START Records shown

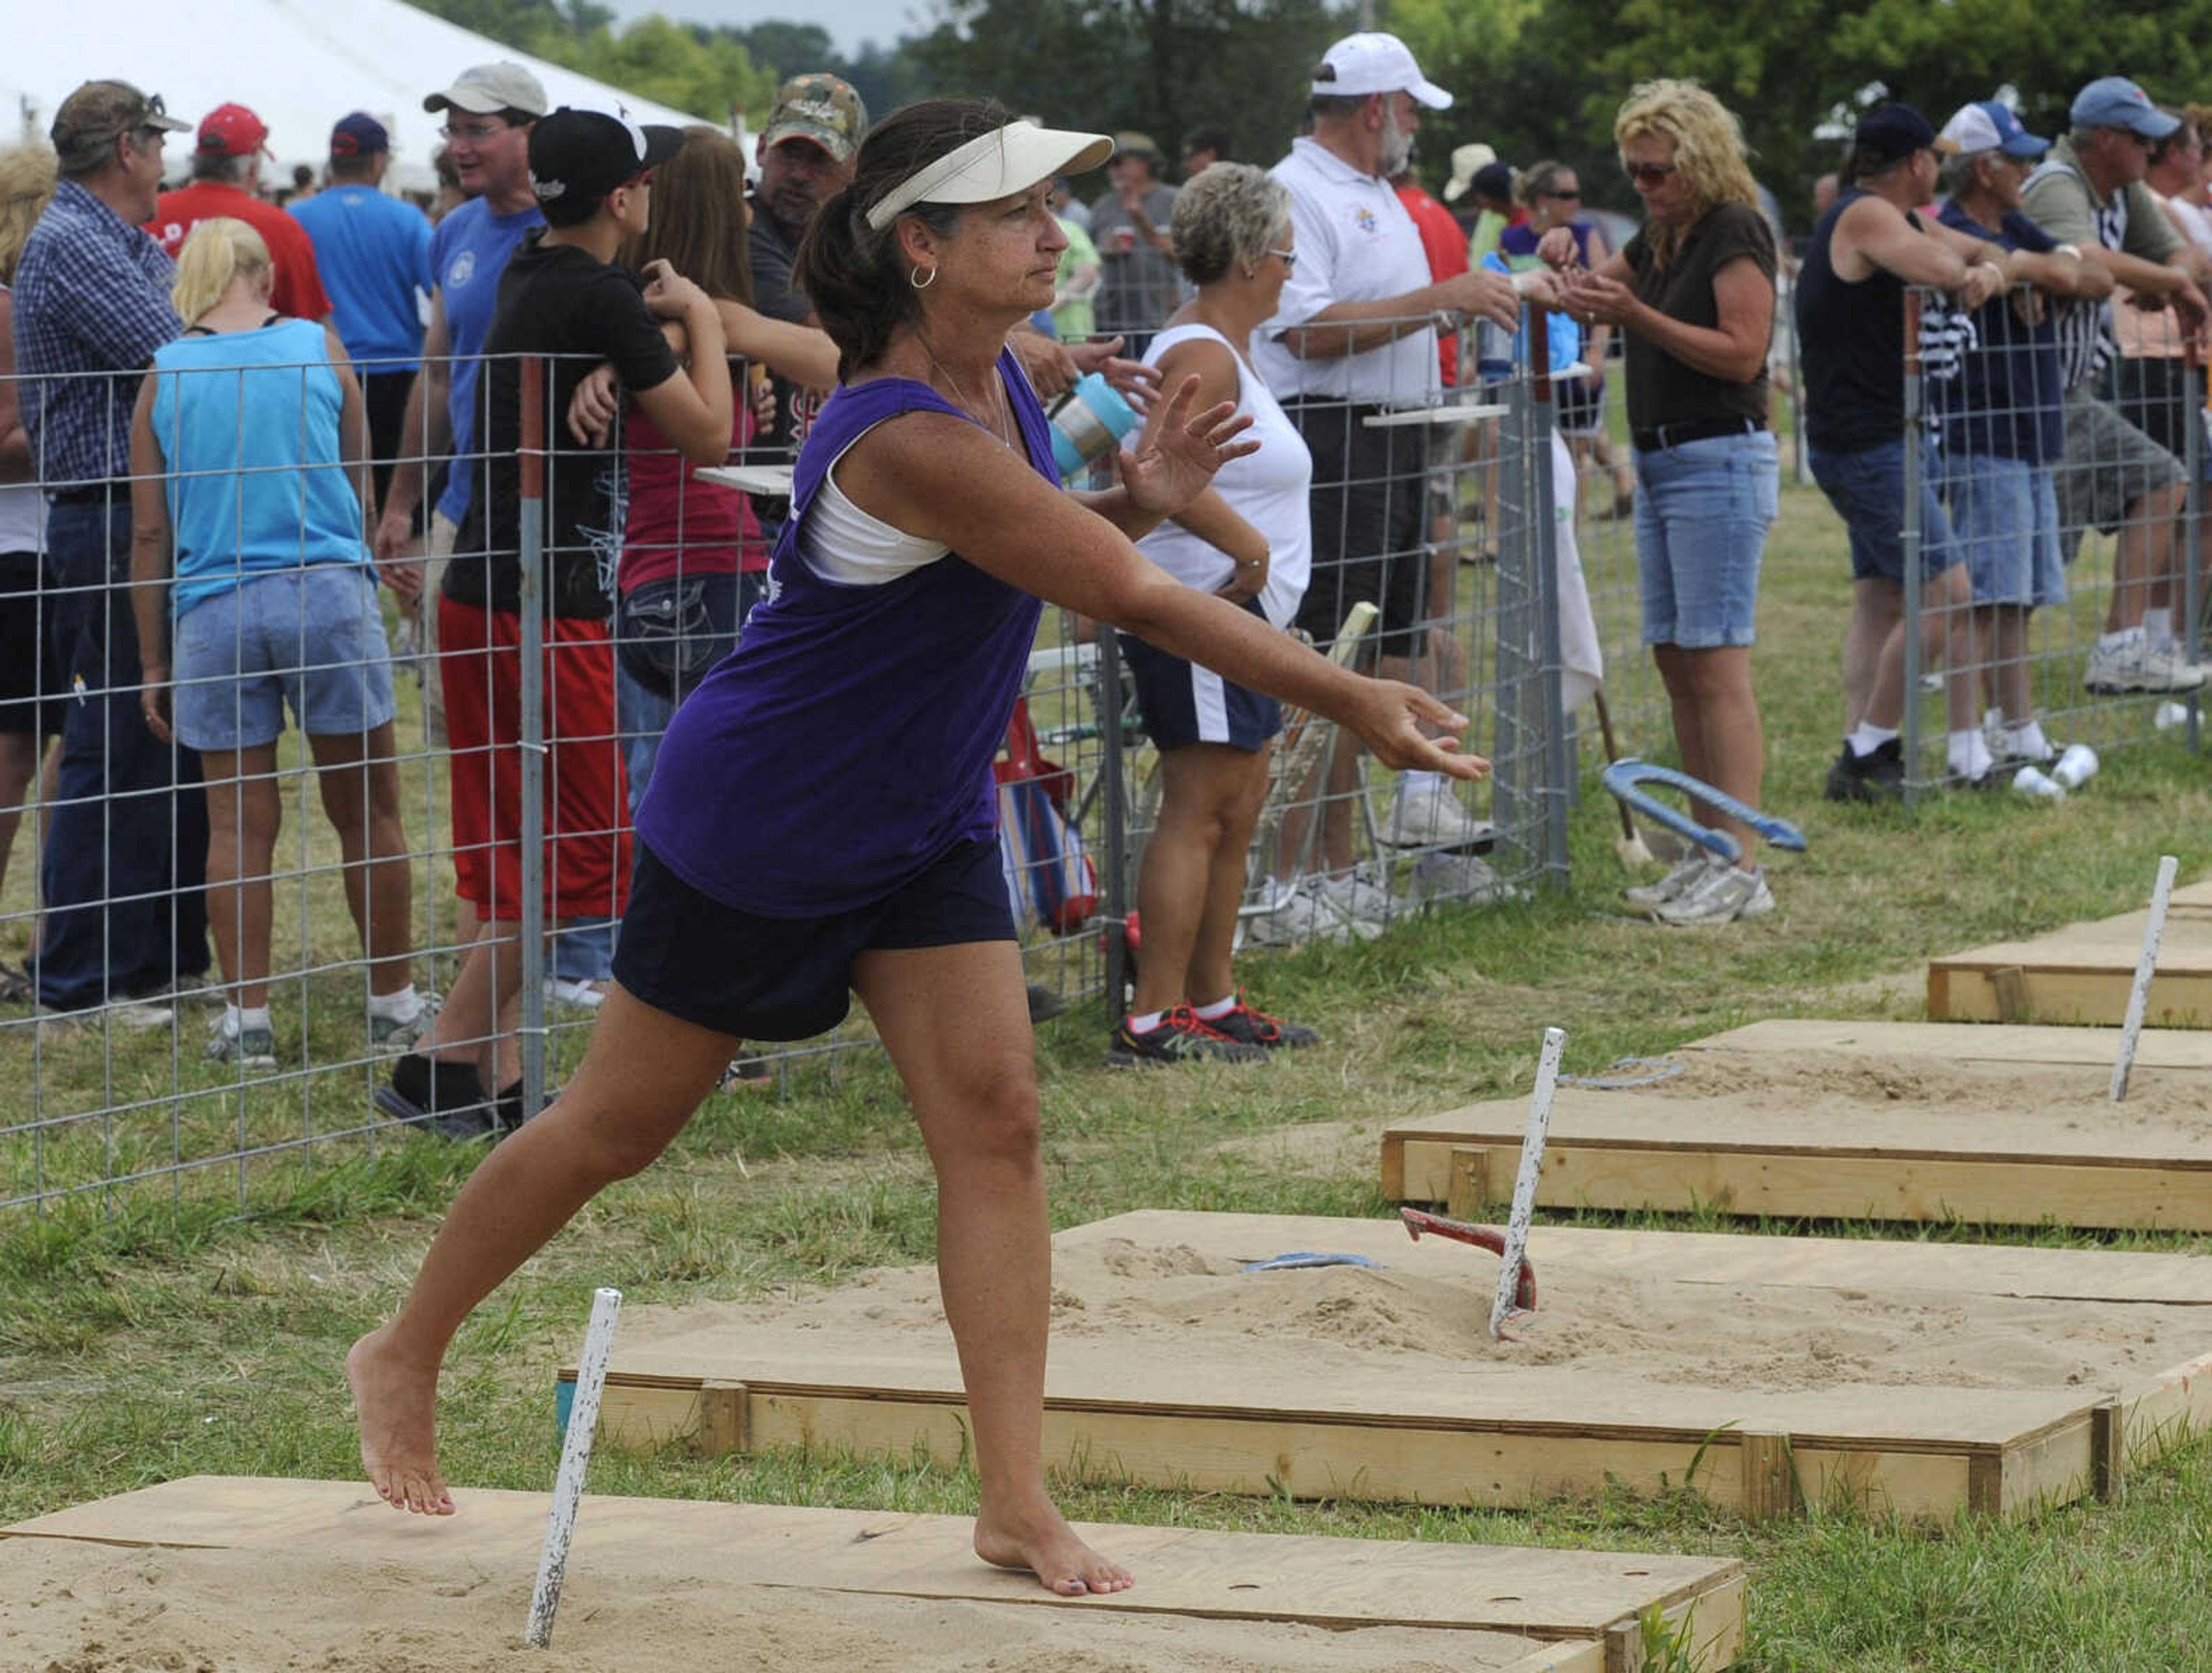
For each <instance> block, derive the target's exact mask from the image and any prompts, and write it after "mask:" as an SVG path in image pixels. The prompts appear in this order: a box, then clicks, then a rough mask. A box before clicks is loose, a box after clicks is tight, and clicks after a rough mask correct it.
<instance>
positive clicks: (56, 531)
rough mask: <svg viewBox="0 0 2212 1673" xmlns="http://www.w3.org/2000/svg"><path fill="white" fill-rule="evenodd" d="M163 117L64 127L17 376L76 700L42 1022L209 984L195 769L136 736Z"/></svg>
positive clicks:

END Records shown

§ Work request: Please set out the rows above as a Markdown table with the columns Number and Line, one row per line and no blank lines. Leave the pictures out.

§ Solved exercise:
| Number | Line |
|---|---|
| 1 | For each <instance> block, derive the target's exact mask from the image and any prompts, and write it after "mask:" as an SVG path in image pixels. The prompts appear in this order: a box, then clicks, then a rough mask. A box before clicks is loose, a box after clicks is tight, and clicks after a rough mask correct it. |
| 2 | <instance> |
| 3 | positive clicks: (56, 531) |
| 4 | rough mask: <svg viewBox="0 0 2212 1673" xmlns="http://www.w3.org/2000/svg"><path fill="white" fill-rule="evenodd" d="M163 117L64 127L17 376L76 700L42 1022L209 984L195 769L136 736Z"/></svg> |
| 5 | positive clicks: |